**VORLIEGENDER TEXT:**
Bericht vom 57. Eidgenössischen Turnfest in St. Gallen, 21.-25. Juli 1922. 35-mm-Stummfilm von Willy Leuzinger (Cinémathèque suisse, Filmsammlung Cinema Leuzinger, Signatur 64a; Konsultativkopie Memobase ID CS-19_1). […]

Der leistungsorientierte Aspekt der eidgenössischen Feste rückte seit dem Beginn des 20. Jahrhunderts in den Vordergrund. Das fragile Gleichgewicht zwischen patriotischem Kult und Wettbewerb verschob sich in der Zwischenkriegszeit endgültig zu Gunsten des Letzteren. Wettbewerb, Umzug und Festspiel begannen sich vom offiziellen Festakt zu lösen, wodurch diese Elemente zwar an Gewicht gewannen, der Anlass insgesamt jedoch seine ursprüngliche Kraft und Dynamik einbüsste. Auch die neuen Mittel der Kommunikation führten zu einer Veränderung im Charakter der Feste. Illustrierte Zeitschriften, Radio und schliesslich das Fernsehen schufen ein Kommunikationsnetz, das die Feste als Ort der Begegnung und der nationalen Selbstfindung ablöste.

Zeilen aus einer Sammlung

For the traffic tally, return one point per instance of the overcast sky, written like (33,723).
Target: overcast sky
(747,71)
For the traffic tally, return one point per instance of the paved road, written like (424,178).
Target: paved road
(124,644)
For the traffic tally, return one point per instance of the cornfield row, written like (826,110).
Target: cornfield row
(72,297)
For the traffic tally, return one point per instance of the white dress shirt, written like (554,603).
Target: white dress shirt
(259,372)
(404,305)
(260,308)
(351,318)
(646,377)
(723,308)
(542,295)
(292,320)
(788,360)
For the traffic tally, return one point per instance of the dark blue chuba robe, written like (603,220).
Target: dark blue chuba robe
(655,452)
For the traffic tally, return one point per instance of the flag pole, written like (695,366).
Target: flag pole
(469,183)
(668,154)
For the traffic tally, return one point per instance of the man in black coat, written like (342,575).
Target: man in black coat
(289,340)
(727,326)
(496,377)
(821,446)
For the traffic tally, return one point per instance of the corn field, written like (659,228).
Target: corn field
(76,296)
* * *
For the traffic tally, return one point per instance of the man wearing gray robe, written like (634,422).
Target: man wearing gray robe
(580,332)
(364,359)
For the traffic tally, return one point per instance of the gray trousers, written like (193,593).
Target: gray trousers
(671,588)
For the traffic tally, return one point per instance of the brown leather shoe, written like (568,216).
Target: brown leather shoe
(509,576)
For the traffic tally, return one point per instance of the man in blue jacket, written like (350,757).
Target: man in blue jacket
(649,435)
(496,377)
---
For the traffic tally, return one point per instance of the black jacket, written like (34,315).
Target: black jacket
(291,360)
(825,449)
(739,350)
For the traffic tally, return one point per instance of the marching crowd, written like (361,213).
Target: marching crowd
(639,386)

**DEINE AUFGABEN:**
(1) Seit wann rückte laut dem Text über die eidgenössischen Feste der leistungsorientierte Aspekt in den Vordergrund?
(2) Schreibe den Text über die eidgenössischen Feste im Anschluss an seinen letzten Satz weiter.
Die Zeilen werden hier nicht gebraucht.

**LÖSUNGEN:**
(1) Seit dem Beginn des 20. Jahrhunderts.

(2)
Nach dem Zweiten Weltkrieg mussten sich die eidgenössischen Feste einer sich wandelnden politischen Öffentlichkeit stellen. Männerfeste als lebende Bilder der Männerdemokratie erschienen immer fragwürdiger. Der Einbezug der Frauen bei den eidgenössischen Festen erfolgte schrittweise, parallel zu deren Partizipation an den politischen Rechten (Gleichstellung, Frauenstimmrecht). Waren bei den Schützenfesten schon 1910 Frauen zu den Wettbewerben zugelassen, so blieb ihnen die volle Teilnahme an den Turn- und Sängerfesten weiterhin versagt. 1972 wurden erstmals die turnerischen Leistungen der Frauen am Schweizerischen Frauenturntag bewertet und damit der Weg zur gemeinsamen gleichberechtigten Teilnahme geebnet. Ebenso lösten seit 1982 die Gesangsfeste die Sängerfeste ab. Die damals vollzogenen Fusionen der Männer- und Frauenverbände waren die logische Folge dieser Neuorientierung (Schweizerische Chorvereinigung 1978, Eidgenössischer Turnverband 1985).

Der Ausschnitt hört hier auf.